**Brano del documento:**
⁂

Salvatore Borsellino: mio fratello sapeva della ”trattativa”

“Mio fratello era stato sicuramente informato dagli organi istituzionali della trattativa in corso tra mafia e Stato, perche’ erano in mano sua…

…le indagini sull’assassinio di Falcone e sulla mafia in Sicilia. Non poteva non esserne informato”. Cosi’ Salvatore Borsellino, fratello del magistrato Paolo Borsellino, ucciso il 19 luglio 1992 in via D’Amelio commenta le nuove rivelazioni sul patto tra Stato e mafia fatte da Massimo Ciancimino.

⁂

**Materiale di riferimento:**
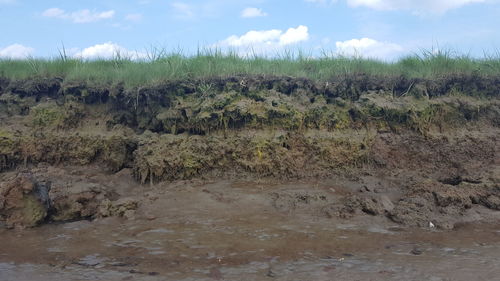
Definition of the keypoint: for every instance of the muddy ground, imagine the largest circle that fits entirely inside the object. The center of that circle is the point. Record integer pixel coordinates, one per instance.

⁂

**Problemi da risolvere:**
• a. Riporta il brano su Salvatore Borsellino da "Salvatore Borsellino: mio" fino a "da Massimo Ciancimino." compreso.
• b. Rispondi a queste domande sul brano su Salvatore Borsellino:
(i) Da chi era stato informato della trattativa il fratello di Salvatore Borsellino, secondo le sue parole?
(ii) In che giorno fu ucciso Paolo Borsellino?
(iii) Chi ha fatto le nuove rivelazioni sul patto tra Stato e mafia?
Per rispondere basati unicamente sul brano.

**Risposte:**
• a.
Salvatore Borsellino: mio fratello sapeva della ”trattativa”

“Mio fratello era stato sicuramente informato dagli organi istituzionali della trattativa in corso tra mafia e Stato, perche’ erano in mano sua…

…le indagini sull’assassinio di Falcone e sulla mafia in Sicilia. Non poteva non esserne informato”. Cosi’ Salvatore Borsellino, fratello del magistrato Paolo Borsellino, ucciso il 19 luglio 1992 in via D’Amelio commenta le nuove rivelazioni sul patto tra Stato e mafia fatte da Massimo Ciancimino.

• b.
(i) Dagli organi istituzionali.
(ii) Il 19 luglio 1992.
(iii) Massimo Ciancimino.